* _Short problem 1_: From the passage on managing director pay, extract the text between "Depending on your deal" and "get paid accordingly.", inclusive.
* _Short problem 2_:
Answer these from the passage on managing director pay:
(a) What fee range, as a percentage, is given for an average deal size of $100M?
(b) What share of the fees does the boutique MD contractually take home?
(c) What overall pay range might an MD at Citi end up with?
* _Short problem 3_: Carry on the passage comparing boutique and big-bank MD pay, picking up right after its final sentence.

* _Selected passage_:
• • • • • • •
Depending on your deal in the partnership, it is entirely possible for a boutique MD to outearn their counterparts at much bigger institutions. So if your average deal size is $100M and charge 2-3%, you contractually take home your 40-50% share. So, 2 sell-side deals a year translates to $2-3M. Obviously lifestyle is way more chill. Your base salary is likely lower than anyone at big firms though. So you gotta bring in deals to eat, like a real estate broker. But when you do deals, it's clear as day that you are solely responsible for the fees and you get paid accordingly.

If you are a MD at Citi, you may nominally have $50-100M fees to your name from clients that do random revolver/loan deals and occasional passive league table credit from M&A assignments ($5B nominal deal with 75 bps fee with like 10% fee allocation to your bank). But most likely, you don't have a contractual claim to any of it. You get paid a discretionary bonus of what senior management thinks you're worth. Some types of financing deals generate a ton of busywork but are actually negative profit for the bank after capital charges. Your overhead is a lot heavier with like 3-4 people staffed deal teams. It's never clear if clients are doing business with you because of you or because you are their call at Citi. So, there is a lot of qualitative room for interpretation of your franchise value and internal politics go into this. So you may end up with anywhere from $1-5M, depending on your standing at the firm, the firm's stock performance that year, and the perceived quality of your fee generation. Comes with all the trappings of working at a big IB (unnecessary urgency, blown up vacations, random busywork).
• • • • • • •
* _Data segment_:
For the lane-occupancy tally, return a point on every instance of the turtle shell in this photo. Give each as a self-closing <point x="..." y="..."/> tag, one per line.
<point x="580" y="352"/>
• • • • • • •
* _Response 1_:
Depending on your deal in the partnership, it is entirely possible for a boutique MD to outearn their counterparts at much bigger institutions. So if your average deal size is $100M and charge 2-3%, you contractually take home your 40-50% share. So, 2 sell-side deals a year translates to $2-3M. Obviously lifestyle is way more chill. Your base salary is likely lower than anyone at big firms though. So you gotta bring in deals to eat, like a real estate broker. But when you do deals, it's clear as day that you are solely responsible for the fees and you get paid accordingly.

* _Response 2_:
(a) 2-3%
(b) 40-50%
(c) $1-5M

* _Response 3_:
EB is in a different league of comp if you're a rainmaker. Your comp is generally a contractual % cut of big leagues fees. So naturally you can hit crazy numbers if you have a big year. Lifestyle varies, but leans more similar to BB culture than not.

 

I’ve heard good stuff about Baird. Why would it be better than most other top places? 

 

I see you've been larping as an MD while posting anonymously. This is definitely a take I would expect from someone who LARPs as an MD while posting anonymously.

There is a substantial discount in the experience, comp, exit opps, skill development and career progression you get at being at regional boutiques. I'm talking about true LMM, $25-$50M sell-side M&A bucket shops. It's not a bad deal at all while you're an Analyst. Do your intro years somewhere that won't work you to death and burn you out, develop a skill set and then move on to something bigger and better. But getting to MD level, developing a client rolodex, learning to work at the pace that real IBanks work at, developing the credentials that clients are going to want to see in a senior banker they do business with, marketing yourself for new positions at the VP+ level, etc. are all really hard if you stay too long.